_Written exercise_
Copy each line exactly.

** start Excerpted records **

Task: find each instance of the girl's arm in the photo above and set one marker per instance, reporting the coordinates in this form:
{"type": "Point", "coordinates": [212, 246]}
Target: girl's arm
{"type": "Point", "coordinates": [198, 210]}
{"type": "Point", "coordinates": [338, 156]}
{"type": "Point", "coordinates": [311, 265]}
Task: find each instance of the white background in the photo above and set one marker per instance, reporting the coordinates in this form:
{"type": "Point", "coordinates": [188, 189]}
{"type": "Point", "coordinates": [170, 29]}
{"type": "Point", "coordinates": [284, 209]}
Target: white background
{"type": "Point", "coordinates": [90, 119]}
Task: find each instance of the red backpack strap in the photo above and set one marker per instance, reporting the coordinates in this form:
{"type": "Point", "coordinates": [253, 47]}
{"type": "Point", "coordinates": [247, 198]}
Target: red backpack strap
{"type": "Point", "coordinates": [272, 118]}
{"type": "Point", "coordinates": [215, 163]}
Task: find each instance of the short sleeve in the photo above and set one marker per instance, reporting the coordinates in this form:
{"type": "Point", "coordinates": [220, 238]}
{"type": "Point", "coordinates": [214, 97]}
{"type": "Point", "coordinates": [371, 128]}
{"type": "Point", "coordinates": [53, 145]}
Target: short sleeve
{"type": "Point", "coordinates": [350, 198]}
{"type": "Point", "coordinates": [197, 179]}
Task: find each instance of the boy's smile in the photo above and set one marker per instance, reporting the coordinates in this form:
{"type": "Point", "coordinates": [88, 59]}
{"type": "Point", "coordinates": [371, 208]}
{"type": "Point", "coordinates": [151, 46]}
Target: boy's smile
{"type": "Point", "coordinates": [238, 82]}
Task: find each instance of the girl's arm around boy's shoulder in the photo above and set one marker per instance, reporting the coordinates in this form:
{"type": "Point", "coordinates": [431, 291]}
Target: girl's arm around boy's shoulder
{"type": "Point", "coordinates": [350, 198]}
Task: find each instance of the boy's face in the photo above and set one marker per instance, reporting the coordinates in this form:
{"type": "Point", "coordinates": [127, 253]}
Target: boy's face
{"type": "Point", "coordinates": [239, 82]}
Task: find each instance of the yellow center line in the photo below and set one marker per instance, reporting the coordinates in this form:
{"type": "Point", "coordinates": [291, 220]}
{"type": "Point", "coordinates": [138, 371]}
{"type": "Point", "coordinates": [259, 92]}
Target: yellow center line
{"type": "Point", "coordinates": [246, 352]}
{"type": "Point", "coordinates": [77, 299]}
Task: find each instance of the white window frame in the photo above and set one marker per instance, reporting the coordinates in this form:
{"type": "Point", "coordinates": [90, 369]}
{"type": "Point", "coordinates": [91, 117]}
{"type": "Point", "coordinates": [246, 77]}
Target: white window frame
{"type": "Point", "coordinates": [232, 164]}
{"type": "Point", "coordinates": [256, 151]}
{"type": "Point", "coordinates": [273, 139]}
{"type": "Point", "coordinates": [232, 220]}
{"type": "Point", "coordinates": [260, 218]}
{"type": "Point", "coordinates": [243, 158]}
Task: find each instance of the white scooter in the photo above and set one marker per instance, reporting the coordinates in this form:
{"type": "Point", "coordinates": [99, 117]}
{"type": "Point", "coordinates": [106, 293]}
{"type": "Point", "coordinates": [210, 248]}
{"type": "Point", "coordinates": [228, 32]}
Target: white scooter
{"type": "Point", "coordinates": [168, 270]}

** end Excerpted records **

_Problem solution_
Task: find each instance of the girl's arm in the photo above and set one marker per instance, reporting the coordinates in this form:
{"type": "Point", "coordinates": [212, 246]}
Target: girl's arm
{"type": "Point", "coordinates": [198, 210]}
{"type": "Point", "coordinates": [338, 156]}
{"type": "Point", "coordinates": [311, 265]}
Task: find each instance of the white background in the photo above and set one marker per instance, reporting the coordinates in this form:
{"type": "Point", "coordinates": [188, 189]}
{"type": "Point", "coordinates": [170, 29]}
{"type": "Point", "coordinates": [284, 209]}
Target: white background
{"type": "Point", "coordinates": [90, 119]}
Task: find each instance of the red backpack strap in the photo above and set one marker per instance, reporting the coordinates in this form:
{"type": "Point", "coordinates": [253, 47]}
{"type": "Point", "coordinates": [247, 198]}
Target: red backpack strap
{"type": "Point", "coordinates": [272, 118]}
{"type": "Point", "coordinates": [215, 163]}
Task: find each instance of the short sleeve in the photo above and set one marker per instance, reporting the coordinates in this form:
{"type": "Point", "coordinates": [220, 238]}
{"type": "Point", "coordinates": [214, 97]}
{"type": "Point", "coordinates": [371, 128]}
{"type": "Point", "coordinates": [53, 145]}
Target: short sleeve
{"type": "Point", "coordinates": [350, 198]}
{"type": "Point", "coordinates": [197, 179]}
Task: find each instance of the boy's smile in the photo above and set one marker per instance, reporting the coordinates in this form:
{"type": "Point", "coordinates": [88, 59]}
{"type": "Point", "coordinates": [371, 208]}
{"type": "Point", "coordinates": [151, 46]}
Target: boy's smile
{"type": "Point", "coordinates": [238, 82]}
Task: find each instance of the girl's arm around boy's shoulder in the photo above and set one marker per instance, reporting the coordinates in this form:
{"type": "Point", "coordinates": [431, 291]}
Target: girl's arm around boy's shoulder
{"type": "Point", "coordinates": [350, 198]}
Task: find each instance of the boy's face in the photo above and set one marker per instance, reporting the coordinates in this form:
{"type": "Point", "coordinates": [127, 253]}
Target: boy's face
{"type": "Point", "coordinates": [239, 82]}
Task: find each instance of the yellow center line in the photo below and set one marker per instance, reporting the coordinates in this form:
{"type": "Point", "coordinates": [291, 220]}
{"type": "Point", "coordinates": [138, 371]}
{"type": "Point", "coordinates": [259, 92]}
Target: yellow center line
{"type": "Point", "coordinates": [246, 352]}
{"type": "Point", "coordinates": [77, 299]}
Task: find each instance of the white window frame in the photo above and set one marker per instance, reporting the coordinates in this form:
{"type": "Point", "coordinates": [90, 369]}
{"type": "Point", "coordinates": [91, 117]}
{"type": "Point", "coordinates": [246, 77]}
Target: white window frame
{"type": "Point", "coordinates": [232, 164]}
{"type": "Point", "coordinates": [256, 151]}
{"type": "Point", "coordinates": [273, 139]}
{"type": "Point", "coordinates": [232, 220]}
{"type": "Point", "coordinates": [260, 218]}
{"type": "Point", "coordinates": [243, 158]}
Task: find each instance of the white scooter in the photo above and set one marker per instance, reporting the coordinates in this form:
{"type": "Point", "coordinates": [99, 117]}
{"type": "Point", "coordinates": [106, 293]}
{"type": "Point", "coordinates": [210, 248]}
{"type": "Point", "coordinates": [228, 32]}
Target: white scooter
{"type": "Point", "coordinates": [168, 270]}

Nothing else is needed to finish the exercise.